Extract ▸
Risk management Performance is the result of intelligent risk management. At Bellevue Asset Management risk management is an integral part of the entire investment process. Our risk management and controlling process serves to realize the following four goal:
|Performance analysis||Ensure a competitive performance relative to the underlying benchmark and to peers|
|Risik analyisis||Establish and analyze all the required risk parameters to elucidate risk and performance contributions|
|Investment governance||Ensure compliance with external and internal investment rules and regulations|
|Operational risk||Ensure quality control of asset management operations throughout the entire value added chain in portfolio management|
A team of risk managers and product specialists measure and periodically analyze the performance data of our portfolios over various periods in absolute terms, relative to benchmarks and peers, and in risk-adjusted terms. Performance reports are discussed with the portfolio management teams and the Executive Board at least once a month.
Risk measures such as VaR, volatility, tracking error, etc. are appraised at least once a month (ex-ante and ex-post) and discussed with the respective portfolio management teams.
Our investment governance processes are designed to ensure that our investment activities are in accord with external and internal investment rules and regulations. Legal and regulatory requirements essentially comprise Luxembourg and Swiss investment fund laws and other legally binding guidelines. A distinction is made between active and passive breaches of these requirements and guidelines. Active breaches result from incorrect investment decisions by the portfolio management team while passive breaches result from movements in market prices without any active intervention by the portfolio management team. Investment governance processes ensure that almost all such infractions can be prevented or, should they nevertheless transpire, that they are quickly rectified.

Task directions ▸ Continue the passage on risk management at Bellevue Asset Management from its final sentence.

Data section ▸
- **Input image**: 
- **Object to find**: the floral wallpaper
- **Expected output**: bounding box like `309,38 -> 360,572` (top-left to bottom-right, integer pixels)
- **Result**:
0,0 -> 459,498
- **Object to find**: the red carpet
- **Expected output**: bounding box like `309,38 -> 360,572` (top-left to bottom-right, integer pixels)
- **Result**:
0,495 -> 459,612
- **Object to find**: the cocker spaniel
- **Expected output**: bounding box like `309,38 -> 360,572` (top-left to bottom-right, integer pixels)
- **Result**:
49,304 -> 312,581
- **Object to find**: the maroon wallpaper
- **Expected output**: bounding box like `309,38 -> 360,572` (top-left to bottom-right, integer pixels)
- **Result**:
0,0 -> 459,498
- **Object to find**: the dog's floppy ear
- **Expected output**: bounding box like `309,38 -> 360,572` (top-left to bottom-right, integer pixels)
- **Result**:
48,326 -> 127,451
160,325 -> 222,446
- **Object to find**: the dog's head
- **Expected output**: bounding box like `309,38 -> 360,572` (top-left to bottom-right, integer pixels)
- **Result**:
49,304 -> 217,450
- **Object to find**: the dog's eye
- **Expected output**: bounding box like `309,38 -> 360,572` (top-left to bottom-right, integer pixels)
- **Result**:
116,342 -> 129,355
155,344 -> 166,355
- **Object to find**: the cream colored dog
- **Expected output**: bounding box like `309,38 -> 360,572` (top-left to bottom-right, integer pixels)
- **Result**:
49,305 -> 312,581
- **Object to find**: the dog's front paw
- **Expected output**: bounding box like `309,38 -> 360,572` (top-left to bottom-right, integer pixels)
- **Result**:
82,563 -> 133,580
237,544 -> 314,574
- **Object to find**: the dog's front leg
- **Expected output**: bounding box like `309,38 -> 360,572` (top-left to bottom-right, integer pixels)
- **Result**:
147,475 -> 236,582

Exercise answer ▸
The Risk Management Team monitors the quality of the critical business processes and evaluates the major risk and process performance indicators for all internal and external parties, including the Fund Administrator, Transfer Agent, and the Management Company/Directors Office. Insights gained from day-to-day business activities are evaluated to ensure continual optimization and improvement of operational efficiency across the entire value added chain.
- Risk management and performance analysis tool based on the “Bloomberg PORT Function” featuring a customized “front-end tool” for visualizing data
- Determining key risk factors (absolute and relative to benchmark) – Tracking Error ex-post, Tracking Error ex-ante, Information Ratio, Sharpe Ratio, Active Share, Portfolio Volatility, Value-at-Risk, relative Value-at-Risk, etc.
- Performance attribution – multivariate (sectors, countries, currencies, market cap and fundamental factors); Attribution Stock Selection
- Risk decomposition ex ante and ex post – Breakdown of tracking errors into systematic risks (sector, country, style factors) and stock-specific risks (stock selection)
- Monitoring of portfolio-specific investment guidelines - maximum position size, diversification (5%/40% limit), country/sector deviation, etc.
- Portfolio simulation – correlation analyses, simulated historical return distribution, risk analysis (tracking error, VaR, etc.)